### Problems
A. List every provincial governor named on the 2023 in Nepal page, each with the province that governor heads.
B. Extract the portion of the 2023 in Nepal page from "Events in the" to "(until 20 March)".
C. Using the 2023 in Nepal page, answer each question below.
(i) Who became President on 13 March?
(ii) What began official operations on 1 January?
(iii) Who has served as Speaker of the House of Representatives since January 19?

### Passage
+--
- Decades:: 2000s; 2010s; 2020s;
- See also:: Other events of 2023; Timeline of Nepalese history;

= 2023 in Nepal =

Events in the year 2023 in Nepal.

== Incumbents ==
- President:
  - Bidhya Devi Bhandari (until 13 March)
  - Ram Chandra Poudel (since 13 March)
- Vice President:
  - Nanda Kishor Pun (until 20 March)
  - Ram Sahaya Yadav (since 20 March)
- Prime Minister: Pushpa Kamal Dahal
- Chief Justice:
  - Hari Krishna Karki (until 4 August 2023)
  - Bishowambhar Prasad Shrestha (since 22 August 2023)
- Speaker of House of Representatives: Dev Raj Ghimire (since January 19)
- Chairman of National Assembly: Ganesh Prasad Timilsina

=== Provincial Governors ===
- Governor of Bagmati Province: Yadav Chandra Sharma
- Governor of Gandaki Province: Prithvi Man Gurung
- Governor of Karnali Province: Tilak Pariyar
- Governor of Koshi Province: Parshuram Khapung
- Governor of Lumbini Province: Amik Sherchan
- Governor of Madhesh Province: Hari Shankar Mishra
- Governor of Sudurpashchim Province: Dev Raj Joshi

== Events ==

=== January ===
- 1 January – Pokhara International Airport officially begins operations.
+--
### Extracted material
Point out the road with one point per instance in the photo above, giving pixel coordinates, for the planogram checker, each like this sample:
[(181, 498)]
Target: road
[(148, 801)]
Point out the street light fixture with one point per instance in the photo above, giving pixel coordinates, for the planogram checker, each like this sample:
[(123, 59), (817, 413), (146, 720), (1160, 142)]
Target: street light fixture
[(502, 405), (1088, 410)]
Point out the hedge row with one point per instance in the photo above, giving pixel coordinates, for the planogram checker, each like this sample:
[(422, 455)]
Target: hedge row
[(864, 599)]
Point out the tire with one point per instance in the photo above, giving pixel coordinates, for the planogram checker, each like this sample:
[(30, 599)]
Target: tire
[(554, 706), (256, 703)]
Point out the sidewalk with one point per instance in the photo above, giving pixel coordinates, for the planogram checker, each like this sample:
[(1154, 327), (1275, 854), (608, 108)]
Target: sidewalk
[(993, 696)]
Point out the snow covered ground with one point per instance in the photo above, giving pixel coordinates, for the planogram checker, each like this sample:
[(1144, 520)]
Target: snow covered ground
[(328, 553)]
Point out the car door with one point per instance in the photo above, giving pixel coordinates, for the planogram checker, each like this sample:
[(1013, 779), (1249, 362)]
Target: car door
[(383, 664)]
+--
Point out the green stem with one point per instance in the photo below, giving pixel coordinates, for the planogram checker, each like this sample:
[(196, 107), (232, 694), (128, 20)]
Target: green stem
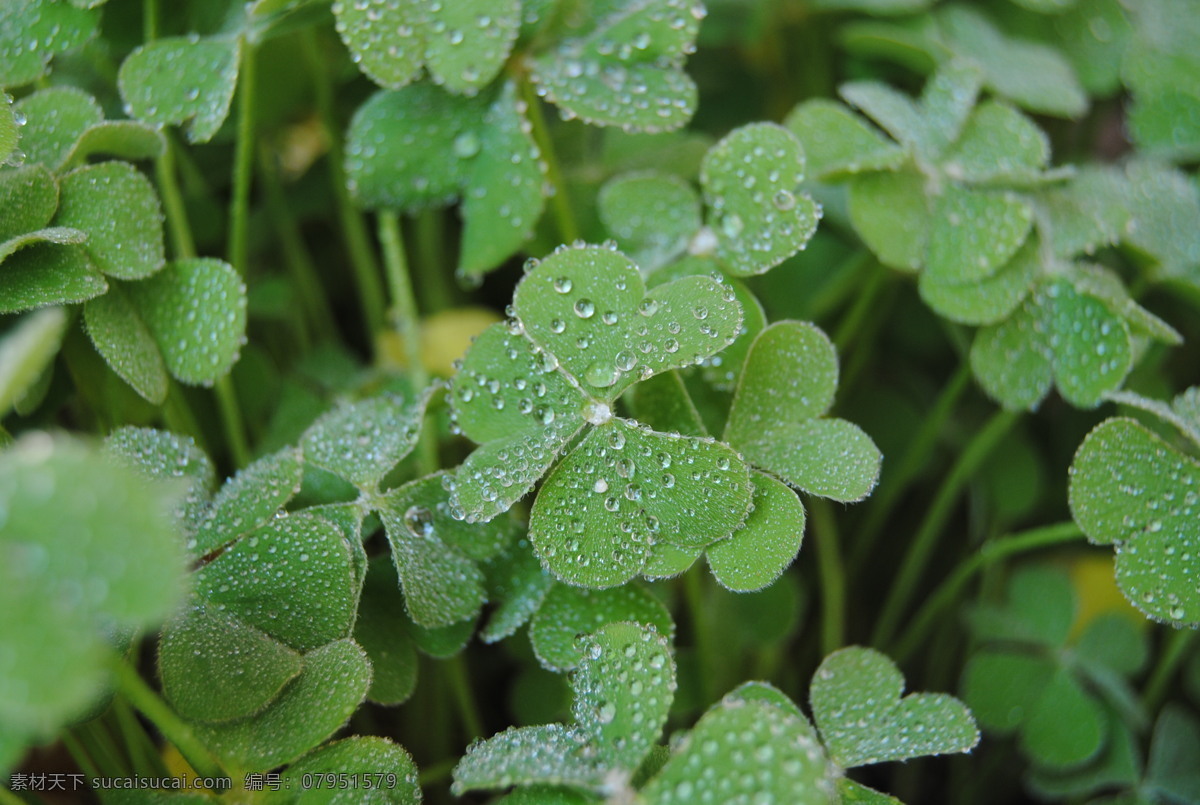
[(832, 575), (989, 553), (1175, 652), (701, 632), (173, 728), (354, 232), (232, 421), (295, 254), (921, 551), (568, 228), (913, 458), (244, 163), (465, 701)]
+--
### Responses by task
A.
- Bagmati Province: Yadav Chandra Sharma
- Gandaki Province: Prithvi Man Gurung
- Karnali Province: Tilak Pariyar
- Koshi Province: Parshuram Khapung
- Lumbini Province: Amik Sherchan
- Madhesh Province: Hari Shankar Mishra
- Sudurpashchim Province: Dev Raj Joshi

B.
Events in the year 2023 in Nepal.

== Incumbents ==
- President:
  - Bidhya Devi Bhandari (until 13 March)
  - Ram Chandra Poudel (since 13 March)
- Vice President:
  - Nanda Kishor Pun (until 20 March)

C.
(i) Ram Chandra Poudel
(ii) Pokhara International Airport
(iii) Dev Raj Ghimire